Raw records
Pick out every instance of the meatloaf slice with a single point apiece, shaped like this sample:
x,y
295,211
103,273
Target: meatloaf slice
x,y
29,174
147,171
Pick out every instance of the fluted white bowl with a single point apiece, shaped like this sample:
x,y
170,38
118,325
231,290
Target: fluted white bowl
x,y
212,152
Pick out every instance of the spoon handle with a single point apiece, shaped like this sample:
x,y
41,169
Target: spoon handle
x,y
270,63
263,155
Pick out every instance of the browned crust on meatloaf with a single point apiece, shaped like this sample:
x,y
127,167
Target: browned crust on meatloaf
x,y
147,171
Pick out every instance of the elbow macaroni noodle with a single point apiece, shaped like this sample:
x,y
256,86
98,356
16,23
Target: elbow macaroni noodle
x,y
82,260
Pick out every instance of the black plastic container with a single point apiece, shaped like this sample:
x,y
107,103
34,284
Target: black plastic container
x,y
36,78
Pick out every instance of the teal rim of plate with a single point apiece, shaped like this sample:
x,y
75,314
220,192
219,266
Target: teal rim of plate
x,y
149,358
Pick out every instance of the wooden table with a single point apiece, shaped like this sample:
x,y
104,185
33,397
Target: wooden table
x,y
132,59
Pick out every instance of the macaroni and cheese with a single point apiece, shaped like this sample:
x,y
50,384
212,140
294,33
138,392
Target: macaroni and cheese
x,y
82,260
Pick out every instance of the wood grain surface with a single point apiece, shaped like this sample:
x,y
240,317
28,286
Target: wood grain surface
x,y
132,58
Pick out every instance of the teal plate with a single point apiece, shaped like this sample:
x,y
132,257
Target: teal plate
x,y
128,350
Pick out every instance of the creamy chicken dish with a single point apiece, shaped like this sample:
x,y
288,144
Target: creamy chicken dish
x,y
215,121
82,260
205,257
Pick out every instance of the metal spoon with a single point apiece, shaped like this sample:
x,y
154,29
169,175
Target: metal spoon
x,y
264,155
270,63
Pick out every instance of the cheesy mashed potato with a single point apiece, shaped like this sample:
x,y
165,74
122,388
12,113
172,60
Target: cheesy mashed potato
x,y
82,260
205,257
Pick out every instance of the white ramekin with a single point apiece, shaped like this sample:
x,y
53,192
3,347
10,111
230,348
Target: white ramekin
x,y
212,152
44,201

■ **Your task**: Nothing may be left out: return each entry exactly as it reads.

■ **Answer**:
Pick out every instance of the meatloaf slice with a single point apiece, shaped like this sample:
x,y
295,211
103,273
Target: meatloaf slice
x,y
29,174
147,171
Pick out every instance of the fluted white bowl with a single point apiece, shaped like this sample:
x,y
170,38
118,325
231,290
Target: fluted white bowl
x,y
212,152
Pick out every instance of the spoon handle with a single point apiece, shaped like this sample:
x,y
41,169
Target: spoon handle
x,y
270,63
263,155
Pick out every instance of the browned crust on meatloaf with a single point apiece, shaped like this sample:
x,y
127,167
Target: browned crust on meatloaf
x,y
147,171
Pick out every instance of the elbow macaroni noodle with a single point apiece, shaped like this sample:
x,y
256,86
98,356
16,23
Target: elbow macaroni noodle
x,y
82,260
Pick out every instance of the black plastic container with a single point apiece, shaped like this sample:
x,y
107,103
34,284
Target: black plastic container
x,y
36,78
Pick out every instance of the teal rim of plate with a single point apiece, shaped like this sample:
x,y
75,314
220,192
219,266
Target: teal rim of plate
x,y
149,358
Pick out every instance of the wooden table with a single point apiece, shaped like this sample:
x,y
104,185
33,397
Target: wooden table
x,y
132,59
Pick out every instance of the macaroni and cheese with a single point apiece, shaped like this sample:
x,y
50,384
212,140
294,33
138,392
Target: macaroni and cheese
x,y
82,260
Pick out every instance of the wood grain surface with a single point apiece, shaped like this sample:
x,y
240,317
28,286
Target: wood grain surface
x,y
132,58
Pick out every instance of the teal plate with a single point apiece, shaped like this sample:
x,y
132,257
Target: teal plate
x,y
128,350
Pick out every instance of the creamy chicken dish with a single point apiece, shaped like this sample:
x,y
288,144
Target: creamy chicken dish
x,y
215,121
82,260
205,257
Pick out every instance of the metal spoon with a single point apiece, shaped like this sample:
x,y
154,29
169,175
Target: metal spoon
x,y
264,155
270,63
Pick out every instance of the cheesy mashed potato with a single point apiece, shaped like this sample:
x,y
165,74
122,388
12,113
172,60
Target: cheesy mashed potato
x,y
82,260
205,257
Pick out every instance of the white ramekin with a single point apiece, shaped like this sample:
x,y
53,192
3,347
10,111
230,348
Target: white ramekin
x,y
212,152
44,201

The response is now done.